> **Exercise directions**: From the line with "dress shirt accordingly in the photo above." through the final line, transcribe the material below character for character; include no other lines.

Location annotation dataset excerpts:

════════════════════

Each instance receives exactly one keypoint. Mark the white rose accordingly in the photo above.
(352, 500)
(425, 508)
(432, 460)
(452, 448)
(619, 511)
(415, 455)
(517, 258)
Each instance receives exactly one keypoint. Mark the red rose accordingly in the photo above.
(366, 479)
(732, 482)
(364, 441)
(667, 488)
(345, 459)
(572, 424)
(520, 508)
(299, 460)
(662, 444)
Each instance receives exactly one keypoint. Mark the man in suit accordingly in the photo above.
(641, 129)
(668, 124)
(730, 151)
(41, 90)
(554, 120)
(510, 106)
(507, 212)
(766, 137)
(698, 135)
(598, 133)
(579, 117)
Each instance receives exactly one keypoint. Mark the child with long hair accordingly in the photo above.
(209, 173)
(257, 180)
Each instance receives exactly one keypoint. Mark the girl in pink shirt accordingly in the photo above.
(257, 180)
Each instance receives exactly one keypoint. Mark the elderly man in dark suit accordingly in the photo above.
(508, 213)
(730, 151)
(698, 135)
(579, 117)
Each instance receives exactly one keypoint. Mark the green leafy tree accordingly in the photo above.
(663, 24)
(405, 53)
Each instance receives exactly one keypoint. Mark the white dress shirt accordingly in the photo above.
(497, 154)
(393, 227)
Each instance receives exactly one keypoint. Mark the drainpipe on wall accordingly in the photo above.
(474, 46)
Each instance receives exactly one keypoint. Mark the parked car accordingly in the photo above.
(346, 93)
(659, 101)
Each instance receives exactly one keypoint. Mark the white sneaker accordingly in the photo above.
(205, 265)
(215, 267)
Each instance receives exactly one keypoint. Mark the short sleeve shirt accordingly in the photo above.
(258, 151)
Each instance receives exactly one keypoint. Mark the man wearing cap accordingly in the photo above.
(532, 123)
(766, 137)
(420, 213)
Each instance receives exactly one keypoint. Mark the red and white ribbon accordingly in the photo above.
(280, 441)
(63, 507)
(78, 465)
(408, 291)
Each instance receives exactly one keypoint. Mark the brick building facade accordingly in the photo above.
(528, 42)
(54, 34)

════════════════════

> **Complete answer**:
Each instance receives exactly one keypoint. Mark the white dress shirt accordingly in the photo above.
(497, 154)
(393, 227)
Each instance receives exactly one keypoint. Mark the drainpipe on wall accordingly in the photo above.
(474, 46)
Each instance receives exactly one keypoint. Mark the parked car accordingly in the photo above.
(346, 93)
(659, 101)
Each instance receives exactly one keypoint. Mark the white sneaker accordingly in the photo above.
(205, 265)
(215, 267)
Each instance receives exactly one keypoint. Mark the short sleeve shirt accordingly in the photo above.
(258, 151)
Each instance receives exactly one keypoint. Mark the man wearing cap accordingly in the photo above.
(532, 123)
(766, 137)
(420, 213)
Each instance receives exactly one keypoint. Mark the red and white ribbon accordingly in the photo above.
(280, 441)
(63, 507)
(78, 465)
(408, 291)
Each instance receives exactly one keypoint. Mark the brick building facade accordingly in the photo above.
(528, 42)
(54, 34)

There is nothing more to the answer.